## INSTRUCTIONS TO FOLLOW
Only the lines of the data below from the one with "Target: plant stalk" through the one with "If you could indicate the small" are wanted. Repeat them exactly.

## TASK MATERIAL

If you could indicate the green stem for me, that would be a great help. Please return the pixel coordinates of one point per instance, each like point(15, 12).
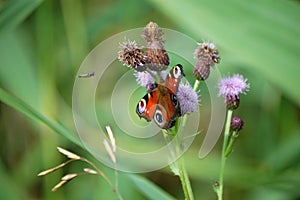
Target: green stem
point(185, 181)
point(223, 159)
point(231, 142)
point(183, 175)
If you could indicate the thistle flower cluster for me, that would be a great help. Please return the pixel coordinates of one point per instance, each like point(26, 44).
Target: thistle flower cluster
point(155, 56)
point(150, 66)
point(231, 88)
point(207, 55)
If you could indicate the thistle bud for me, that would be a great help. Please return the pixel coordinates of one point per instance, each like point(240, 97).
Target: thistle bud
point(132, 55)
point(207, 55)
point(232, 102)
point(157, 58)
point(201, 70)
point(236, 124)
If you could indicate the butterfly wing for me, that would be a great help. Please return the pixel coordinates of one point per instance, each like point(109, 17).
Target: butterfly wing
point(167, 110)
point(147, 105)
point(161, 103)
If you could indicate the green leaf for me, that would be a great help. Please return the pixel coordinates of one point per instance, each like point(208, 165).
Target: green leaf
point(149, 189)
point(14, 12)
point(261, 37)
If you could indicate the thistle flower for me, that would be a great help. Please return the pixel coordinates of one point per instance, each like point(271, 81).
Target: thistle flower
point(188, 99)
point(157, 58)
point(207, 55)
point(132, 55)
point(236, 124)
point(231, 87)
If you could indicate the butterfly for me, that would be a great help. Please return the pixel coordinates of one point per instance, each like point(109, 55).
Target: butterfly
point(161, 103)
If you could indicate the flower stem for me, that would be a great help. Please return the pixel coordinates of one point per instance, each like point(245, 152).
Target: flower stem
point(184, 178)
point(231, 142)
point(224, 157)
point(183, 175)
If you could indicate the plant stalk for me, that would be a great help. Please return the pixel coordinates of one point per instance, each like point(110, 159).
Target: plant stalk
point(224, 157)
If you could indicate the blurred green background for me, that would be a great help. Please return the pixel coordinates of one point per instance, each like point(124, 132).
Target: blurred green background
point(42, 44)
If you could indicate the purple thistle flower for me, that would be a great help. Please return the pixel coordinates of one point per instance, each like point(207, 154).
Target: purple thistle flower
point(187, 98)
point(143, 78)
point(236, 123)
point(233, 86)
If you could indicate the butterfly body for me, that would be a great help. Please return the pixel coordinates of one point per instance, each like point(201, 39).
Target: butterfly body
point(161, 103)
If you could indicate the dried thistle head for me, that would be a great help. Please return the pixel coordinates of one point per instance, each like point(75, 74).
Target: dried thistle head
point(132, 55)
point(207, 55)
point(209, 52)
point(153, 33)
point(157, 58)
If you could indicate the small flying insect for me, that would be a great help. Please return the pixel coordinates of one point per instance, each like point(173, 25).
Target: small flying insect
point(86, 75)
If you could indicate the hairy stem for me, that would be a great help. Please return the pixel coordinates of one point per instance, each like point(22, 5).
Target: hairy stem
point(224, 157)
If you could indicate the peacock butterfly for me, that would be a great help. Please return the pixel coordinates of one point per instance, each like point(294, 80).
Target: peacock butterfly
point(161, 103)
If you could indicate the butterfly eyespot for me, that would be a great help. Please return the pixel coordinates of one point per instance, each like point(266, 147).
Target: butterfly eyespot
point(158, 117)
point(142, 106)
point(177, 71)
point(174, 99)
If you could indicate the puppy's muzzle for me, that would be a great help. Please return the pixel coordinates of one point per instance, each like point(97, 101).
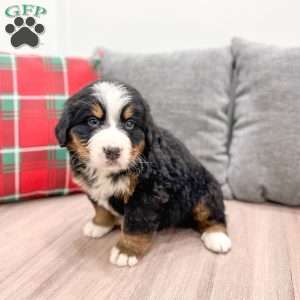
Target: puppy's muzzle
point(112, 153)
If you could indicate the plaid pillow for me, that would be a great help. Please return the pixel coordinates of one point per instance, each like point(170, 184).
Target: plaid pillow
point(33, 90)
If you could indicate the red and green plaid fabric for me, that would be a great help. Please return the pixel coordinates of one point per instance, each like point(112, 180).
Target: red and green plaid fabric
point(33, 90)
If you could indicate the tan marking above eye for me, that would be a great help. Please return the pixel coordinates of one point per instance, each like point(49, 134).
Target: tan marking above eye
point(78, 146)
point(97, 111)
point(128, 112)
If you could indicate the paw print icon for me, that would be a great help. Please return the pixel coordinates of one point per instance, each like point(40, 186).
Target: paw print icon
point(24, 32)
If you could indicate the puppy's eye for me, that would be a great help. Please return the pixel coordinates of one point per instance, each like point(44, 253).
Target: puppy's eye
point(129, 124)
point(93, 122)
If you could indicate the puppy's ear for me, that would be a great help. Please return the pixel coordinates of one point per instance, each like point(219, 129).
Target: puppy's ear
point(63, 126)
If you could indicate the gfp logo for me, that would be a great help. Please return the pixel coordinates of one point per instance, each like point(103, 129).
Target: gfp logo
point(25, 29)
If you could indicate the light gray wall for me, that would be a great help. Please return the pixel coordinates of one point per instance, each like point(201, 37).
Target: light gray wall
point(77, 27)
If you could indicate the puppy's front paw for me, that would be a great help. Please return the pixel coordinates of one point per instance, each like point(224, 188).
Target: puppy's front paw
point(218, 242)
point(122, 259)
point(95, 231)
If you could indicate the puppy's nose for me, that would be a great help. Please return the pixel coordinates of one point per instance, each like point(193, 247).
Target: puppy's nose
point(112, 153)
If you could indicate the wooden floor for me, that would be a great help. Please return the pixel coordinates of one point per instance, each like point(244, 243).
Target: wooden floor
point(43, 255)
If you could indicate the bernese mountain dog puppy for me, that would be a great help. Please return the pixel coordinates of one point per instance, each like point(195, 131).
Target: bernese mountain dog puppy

## OUTPUT FOR THIS EXERCISE
Target: plant stalk
point(224, 157)
If you could indicate the blurred green background for me, that would be a great help. Please return the pixel coordinates of one point per instance, each like point(124, 132).
Target: blurred green background
point(42, 44)
If you could indicate the purple thistle flower for me, that would be a great help. Please return the pixel coordinates of one point per instance, each like point(207, 154).
Target: purple thistle flower
point(187, 98)
point(143, 78)
point(236, 123)
point(233, 86)
If you could indicate the butterfly body for me, that would be a great help. Please return the pixel coordinates of one point per instance, each like point(201, 39).
Target: butterfly body
point(161, 103)
If you could indicate the dried thistle head for me, that would be a great help. Please return the pixel coordinates of one point per instance, each like point(75, 74).
Target: dried thistle head
point(132, 55)
point(207, 55)
point(209, 52)
point(153, 33)
point(157, 58)
If you could indicate the small flying insect for me, that would be a great help. Please return the pixel coordinates of one point per instance, each like point(173, 25).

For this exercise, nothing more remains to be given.